(Items listed in a dataset)
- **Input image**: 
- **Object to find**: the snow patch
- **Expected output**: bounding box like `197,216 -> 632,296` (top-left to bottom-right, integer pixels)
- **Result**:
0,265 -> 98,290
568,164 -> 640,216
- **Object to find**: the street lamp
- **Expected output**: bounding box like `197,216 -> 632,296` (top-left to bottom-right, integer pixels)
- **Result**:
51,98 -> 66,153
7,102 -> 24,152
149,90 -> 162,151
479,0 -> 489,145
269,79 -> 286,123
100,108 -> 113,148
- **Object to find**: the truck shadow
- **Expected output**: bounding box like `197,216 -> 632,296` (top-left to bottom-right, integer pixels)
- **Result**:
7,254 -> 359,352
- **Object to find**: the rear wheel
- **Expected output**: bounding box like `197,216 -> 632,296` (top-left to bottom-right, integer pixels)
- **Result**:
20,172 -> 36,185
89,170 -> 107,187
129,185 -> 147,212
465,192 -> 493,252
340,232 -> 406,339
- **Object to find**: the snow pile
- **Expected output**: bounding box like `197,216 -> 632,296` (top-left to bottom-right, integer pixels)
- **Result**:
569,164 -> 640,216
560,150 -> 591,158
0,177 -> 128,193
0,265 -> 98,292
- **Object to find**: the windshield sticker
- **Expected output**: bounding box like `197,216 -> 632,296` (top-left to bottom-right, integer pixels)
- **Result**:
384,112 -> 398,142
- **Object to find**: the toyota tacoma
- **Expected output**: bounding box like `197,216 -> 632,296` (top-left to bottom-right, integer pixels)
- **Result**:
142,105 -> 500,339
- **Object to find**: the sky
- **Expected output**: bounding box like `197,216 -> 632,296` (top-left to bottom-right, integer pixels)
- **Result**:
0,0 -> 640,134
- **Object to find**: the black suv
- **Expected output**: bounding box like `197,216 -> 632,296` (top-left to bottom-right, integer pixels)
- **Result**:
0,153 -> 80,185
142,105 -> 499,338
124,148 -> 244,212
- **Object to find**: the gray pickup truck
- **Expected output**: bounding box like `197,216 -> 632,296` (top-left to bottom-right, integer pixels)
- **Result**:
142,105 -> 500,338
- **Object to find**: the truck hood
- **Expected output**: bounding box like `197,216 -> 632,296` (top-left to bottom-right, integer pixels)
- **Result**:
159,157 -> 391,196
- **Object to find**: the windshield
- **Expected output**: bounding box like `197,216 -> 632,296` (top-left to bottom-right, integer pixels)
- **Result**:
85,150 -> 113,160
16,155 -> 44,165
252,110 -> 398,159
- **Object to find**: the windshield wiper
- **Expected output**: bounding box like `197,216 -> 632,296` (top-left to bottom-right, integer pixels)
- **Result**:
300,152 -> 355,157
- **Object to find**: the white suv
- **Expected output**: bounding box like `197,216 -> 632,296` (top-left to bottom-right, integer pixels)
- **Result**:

• **Stated goal**
Present all of the rows above as a Markdown table with two columns, No. and Line. Number each line in No., put its text in Line, and omit any blank lines.

• **Final answer**
| No. | Line |
|---|---|
| 1 | - **Input image**:  |
| 2 | - **Object to find**: the snow patch |
| 3 | - **Expected output**: bounding box like `197,216 -> 632,296` (top-left to bottom-right, integer pixels) |
| 4 | - **Result**: |
| 5 | 0,265 -> 98,290 |
| 6 | 568,164 -> 640,216 |
| 7 | - **Object to find**: the street lamp |
| 8 | - **Expected output**: bounding box like `197,216 -> 632,296` (top-left to bottom-right, integer pixels) |
| 9 | - **Result**: |
| 10 | 51,98 -> 66,153 |
| 11 | 7,102 -> 24,152 |
| 12 | 149,90 -> 162,151 |
| 13 | 479,0 -> 489,145 |
| 14 | 269,79 -> 286,123 |
| 15 | 100,108 -> 113,148 |
| 16 | - **Object to find**: the truck shadow |
| 17 | - **Expected output**: bounding box like `197,216 -> 632,296` (top-left to bottom-right, integer pixels) |
| 18 | - **Result**: |
| 19 | 7,254 -> 359,352 |
| 20 | - **Object to find**: the rear wheel |
| 21 | - **Expected output**: bounding box like `197,216 -> 632,296` (top-left to bottom-right, integer pixels) |
| 22 | - **Result**: |
| 23 | 20,172 -> 36,185 |
| 24 | 89,170 -> 107,187 |
| 25 | 129,185 -> 147,212 |
| 26 | 465,192 -> 493,252 |
| 27 | 340,232 -> 406,339 |
| 28 | - **Object to find**: the snow pile |
| 29 | - **Expected output**: bounding box like `197,216 -> 632,296` (top-left to bottom-right, integer pixels) |
| 30 | - **Result**: |
| 31 | 569,164 -> 640,216 |
| 32 | 560,150 -> 591,158 |
| 33 | 0,177 -> 128,193 |
| 34 | 0,265 -> 98,292 |
| 35 | - **Object to find**: the windshield sticker |
| 36 | - **Expected output**: bounding box like `197,216 -> 632,296` (top-left to bottom-right, integer pixels) |
| 37 | - **Result**: |
| 38 | 384,112 -> 398,142 |
| 39 | - **Object to find**: the toyota tacoma |
| 40 | - **Expected output**: bounding box like `197,216 -> 632,296` (top-left to bottom-right, integer pixels) |
| 41 | - **Result**: |
| 42 | 142,105 -> 500,339 |
| 43 | - **Object to find**: the sky |
| 44 | - **Expected output**: bounding box like `197,216 -> 632,296` (top-left to bottom-right, integer pixels) |
| 45 | - **Result**: |
| 46 | 0,0 -> 640,134 |
| 47 | - **Object to find**: the black suv |
| 48 | - **Expected output**: bounding box like `197,216 -> 632,296` (top-left to bottom-right, integer pixels) |
| 49 | - **Result**: |
| 50 | 0,153 -> 80,185 |
| 51 | 142,105 -> 499,338 |
| 52 | 124,148 -> 244,212 |
| 53 | - **Object to find**: the gray pickup truck |
| 54 | - **Expected output**: bounding box like `197,216 -> 632,296` (top-left to bottom-right, integer pixels) |
| 55 | - **Result**: |
| 56 | 142,105 -> 500,338 |
| 57 | - **Object to find**: the truck hood |
| 58 | - **Expected output**: bounding box like `197,216 -> 632,296` (top-left to bottom-right, integer pixels) |
| 59 | - **Result**: |
| 60 | 159,157 -> 391,196 |
| 61 | - **Object to find**: the windshield |
| 62 | - **Expected output**: bounding box like `197,216 -> 632,296` (top-left to bottom-right, integer pixels) |
| 63 | - **Result**: |
| 64 | 85,150 -> 113,160 |
| 65 | 16,155 -> 44,165 |
| 66 | 252,110 -> 398,159 |
| 67 | - **Object to find**: the windshield wiper |
| 68 | - **Expected output**: bounding box like `197,216 -> 632,296` (top-left to bottom-right, integer pixels) |
| 69 | - **Result**: |
| 70 | 300,152 -> 355,157 |
| 71 | - **Object to find**: the white suv |
| 72 | - **Expected output**: bounding box like `197,216 -> 632,296` (top-left to bottom-right, integer pixels) |
| 73 | - **Result**: |